----- Text excerpt -----

Pharmacology

Reducing Candida-Related Shock With Empiric Treatment


 

The microbial cause of infection is often not known at the time antibiotics are prescribed for patients in Candida-related septic shock, but delaying therapy has been associated with a mortality rate of > 90%. Researchers from St. Louis College of Pharmacy, Barnes-Jewish Hospital, BJC HealthCare, and Washington University, all in St. Louis, Missouri, conducted a pilot study that found empiric antifungal treatment could shorten the time to administration of appropriate treatment for Candida-related septic shock.

-----

What to work on:
1 – Transcribe everything in the article on Candida-related septic shock from "Pharmacology" down to "Candida-related septic shock.".
2 – Continue the article on Candida-related septic shock, starting after its last sentence.

----- Provided records -----

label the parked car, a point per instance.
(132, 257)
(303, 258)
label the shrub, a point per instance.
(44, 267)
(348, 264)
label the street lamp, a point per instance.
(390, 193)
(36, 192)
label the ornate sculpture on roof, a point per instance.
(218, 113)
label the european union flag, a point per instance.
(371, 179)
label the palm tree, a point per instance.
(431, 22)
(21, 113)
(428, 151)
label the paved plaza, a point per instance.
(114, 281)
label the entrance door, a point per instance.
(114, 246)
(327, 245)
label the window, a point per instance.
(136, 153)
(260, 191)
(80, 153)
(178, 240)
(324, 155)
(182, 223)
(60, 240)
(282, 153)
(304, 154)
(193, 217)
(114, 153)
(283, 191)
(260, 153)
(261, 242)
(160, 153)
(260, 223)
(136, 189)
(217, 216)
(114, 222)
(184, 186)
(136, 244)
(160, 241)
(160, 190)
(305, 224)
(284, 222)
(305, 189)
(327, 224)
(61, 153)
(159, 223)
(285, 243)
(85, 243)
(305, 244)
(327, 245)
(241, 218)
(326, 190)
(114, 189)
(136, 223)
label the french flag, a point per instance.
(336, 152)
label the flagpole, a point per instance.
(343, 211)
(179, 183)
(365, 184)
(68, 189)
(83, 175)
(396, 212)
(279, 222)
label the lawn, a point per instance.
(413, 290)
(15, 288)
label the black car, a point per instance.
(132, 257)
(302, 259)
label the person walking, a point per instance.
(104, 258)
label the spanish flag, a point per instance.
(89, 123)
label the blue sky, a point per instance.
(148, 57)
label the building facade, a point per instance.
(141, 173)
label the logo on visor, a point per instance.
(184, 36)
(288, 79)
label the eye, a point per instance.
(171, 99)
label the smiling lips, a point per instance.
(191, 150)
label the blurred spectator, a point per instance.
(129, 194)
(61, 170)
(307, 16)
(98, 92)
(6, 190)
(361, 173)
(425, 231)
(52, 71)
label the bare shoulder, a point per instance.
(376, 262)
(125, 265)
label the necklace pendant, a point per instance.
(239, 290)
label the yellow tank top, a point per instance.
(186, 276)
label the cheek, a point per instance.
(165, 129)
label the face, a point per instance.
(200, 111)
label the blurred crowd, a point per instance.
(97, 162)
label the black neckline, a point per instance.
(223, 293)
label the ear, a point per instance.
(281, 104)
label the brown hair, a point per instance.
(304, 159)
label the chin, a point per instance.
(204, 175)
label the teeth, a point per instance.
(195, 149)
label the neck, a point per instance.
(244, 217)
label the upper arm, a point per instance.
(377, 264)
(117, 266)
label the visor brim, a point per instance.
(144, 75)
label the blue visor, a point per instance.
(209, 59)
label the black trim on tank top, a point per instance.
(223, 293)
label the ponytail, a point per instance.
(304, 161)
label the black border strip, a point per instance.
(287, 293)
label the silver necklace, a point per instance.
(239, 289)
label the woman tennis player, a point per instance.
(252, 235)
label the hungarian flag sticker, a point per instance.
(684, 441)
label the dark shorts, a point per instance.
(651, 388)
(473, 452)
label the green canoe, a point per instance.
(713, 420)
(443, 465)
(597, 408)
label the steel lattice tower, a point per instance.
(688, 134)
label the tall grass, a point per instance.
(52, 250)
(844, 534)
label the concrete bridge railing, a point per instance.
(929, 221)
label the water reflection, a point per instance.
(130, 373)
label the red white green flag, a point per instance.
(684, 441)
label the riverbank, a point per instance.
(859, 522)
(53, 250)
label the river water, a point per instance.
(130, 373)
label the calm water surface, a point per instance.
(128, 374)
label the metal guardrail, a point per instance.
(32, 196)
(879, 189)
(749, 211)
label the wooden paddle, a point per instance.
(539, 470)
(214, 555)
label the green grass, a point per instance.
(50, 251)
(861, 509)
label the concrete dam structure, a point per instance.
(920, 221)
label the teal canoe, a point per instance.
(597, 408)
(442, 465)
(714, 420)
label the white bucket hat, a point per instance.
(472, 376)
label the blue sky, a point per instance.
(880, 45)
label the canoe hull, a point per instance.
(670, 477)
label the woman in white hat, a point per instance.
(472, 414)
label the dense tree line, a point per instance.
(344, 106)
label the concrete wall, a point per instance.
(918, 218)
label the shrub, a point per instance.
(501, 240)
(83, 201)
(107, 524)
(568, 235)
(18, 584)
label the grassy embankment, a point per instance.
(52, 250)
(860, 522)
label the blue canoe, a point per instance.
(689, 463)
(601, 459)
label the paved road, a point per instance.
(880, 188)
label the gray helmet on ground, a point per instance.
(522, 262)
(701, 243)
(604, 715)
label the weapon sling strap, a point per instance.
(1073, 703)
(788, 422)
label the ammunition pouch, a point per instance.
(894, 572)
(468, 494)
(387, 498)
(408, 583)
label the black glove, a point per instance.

-----

Answers to each task:
1 –
Pharmacology

Reducing Candida-Related Shock With Empiric Treatment


 

The microbial cause of infection is often not known at the time antibiotics are prescribed for patients in Candida-related septic shock, but delaying therapy has been associated with a mortality rate of > 90%. Researchers from St. Louis College of Pharmacy, Barnes-Jewish Hospital, BJC HealthCare, and Washington University, all in St. Louis, Missouri, conducted a pilot study that found empiric antifungal treatment could shorten the time to administration of appropriate treatment for Candida-related septic shock.

2 –
The Barnes-Jewish Hospital intensive care unit (ICU) averages 1,400 admissions per year, the researchers say, with a 10% prevalence of Candida as the cause of septic shock. They add that the rate of resistance to fluconazole in all species of Candida combined is about 15%. In this before-after study, 15 patients who presented before December 31, 2012, were in the standard-care group. They received antibiotics, including antifungal drugs, at the discretion of the treating physician. The remaining 13 (treated after January 1, 2013) received empiric therapy with micafungin 100 mg/d or fluconazole 800 mg IV on day 1, followed by 400 mg/d IV. The choice of antifungal agent was left to the ICU team and clinical pharmacist but was partly based on whether the patient had any prior exposure to fluconazole, in which case micafungin was prescribed.

Sixteen patients received appropriate antifungal therapy. The remaining 12 patients received delayed antifungal therapy, 1 of which received no antifungal therapy before death.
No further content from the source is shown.